## [Requirement]
For this task, copy the data that follows exactly, keeping every character.

-- Data section follows --

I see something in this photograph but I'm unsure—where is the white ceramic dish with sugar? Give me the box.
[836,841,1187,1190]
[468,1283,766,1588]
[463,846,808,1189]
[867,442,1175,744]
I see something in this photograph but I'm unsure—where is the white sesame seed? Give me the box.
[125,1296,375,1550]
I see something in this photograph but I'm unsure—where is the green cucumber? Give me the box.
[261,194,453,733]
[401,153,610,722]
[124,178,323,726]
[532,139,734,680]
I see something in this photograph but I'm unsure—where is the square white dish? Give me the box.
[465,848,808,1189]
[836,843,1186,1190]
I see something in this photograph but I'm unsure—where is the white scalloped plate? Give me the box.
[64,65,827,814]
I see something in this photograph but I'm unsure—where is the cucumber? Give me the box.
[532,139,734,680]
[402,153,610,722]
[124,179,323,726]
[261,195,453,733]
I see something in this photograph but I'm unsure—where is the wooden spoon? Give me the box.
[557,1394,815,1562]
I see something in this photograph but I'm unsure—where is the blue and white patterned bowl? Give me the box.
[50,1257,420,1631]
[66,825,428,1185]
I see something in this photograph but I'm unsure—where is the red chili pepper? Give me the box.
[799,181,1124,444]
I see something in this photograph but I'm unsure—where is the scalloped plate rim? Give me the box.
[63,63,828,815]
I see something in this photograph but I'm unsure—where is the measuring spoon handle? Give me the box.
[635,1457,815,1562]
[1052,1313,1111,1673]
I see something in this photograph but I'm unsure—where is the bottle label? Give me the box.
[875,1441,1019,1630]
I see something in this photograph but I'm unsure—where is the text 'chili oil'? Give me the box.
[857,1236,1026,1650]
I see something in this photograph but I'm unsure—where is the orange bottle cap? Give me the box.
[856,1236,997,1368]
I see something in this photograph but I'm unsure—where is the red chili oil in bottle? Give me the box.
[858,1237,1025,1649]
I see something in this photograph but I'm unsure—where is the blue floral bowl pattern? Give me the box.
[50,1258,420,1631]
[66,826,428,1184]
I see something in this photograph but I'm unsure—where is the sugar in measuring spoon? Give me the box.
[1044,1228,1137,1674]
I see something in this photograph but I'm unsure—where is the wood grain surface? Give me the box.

-- Data section concluded --

## [Reply to the exercise]
I see something in this photograph but I'm unsure—where is the white ceramic dish with sugar? Give me the box.
[836,841,1187,1190]
[468,1283,766,1588]
[463,846,808,1189]
[867,442,1175,744]
I see something in this photograph but I'm unsure—where is the white sesame seed? Give me the box.
[125,1296,375,1550]
I see something in this photograph but I'm unsure—where is the green cucumber? Give me the box.
[261,194,453,733]
[401,153,610,722]
[124,178,323,726]
[532,139,734,680]
I see something in this photograph but I'm unsure—where is the square white dish? Give me the box.
[465,848,808,1189]
[836,843,1186,1190]
I see something in this photograph but I'm unsure—where is the white scalloped plate? Give me the box.
[64,65,827,814]
I see something in this photograph but I'm unsure—where is the cucumber? Give me the box.
[532,139,734,680]
[402,153,610,722]
[124,179,323,726]
[261,195,453,733]
I see something in this photograph but I'm unsure—where is the wooden spoon? Give me the box.
[557,1394,815,1562]
I see something in this photograph but I'm unsure—where is the blue and white patterned bowl? Give me the box.
[50,1257,420,1631]
[66,825,428,1185]
I see something in this photograph but I'm unsure—where is the red chili pepper? Give me the box.
[799,181,1124,444]
I see something in this photograph but I'm unsure—where is the scalloped plate rim? Give me the box.
[63,63,828,815]
I see something in this photograph but I'm unsure—where is the measuring spoon handle? Give me the box.
[635,1457,815,1562]
[1052,1313,1111,1673]
I see something in this photograph but I'm unsure—where is the bottle label? Give me the box.
[875,1441,1019,1630]
I see something in this photograph but I'm unsure—where is the text 'chili oil'? Give me the box.
[857,1236,1026,1650]
I see something in this photograph but I'm unsure—where is the orange bottle cap? Give me the box.
[856,1236,997,1368]
I see something in this photograph but I'm unsure—where is the red chili oil in bottle? Give me the box.
[858,1237,1025,1649]
I see something in this photograph but I'm unsure—where is the blue floral bowl pattern? Give me the box.
[50,1258,420,1631]
[66,826,428,1184]
I see something in this photograph but I'm unsure—where is the sugar in measuring spoon? Give me the box.
[1044,1228,1137,1674]
I see something in this photograph but I'm unsure—where is the wood grain surface? Give me the box.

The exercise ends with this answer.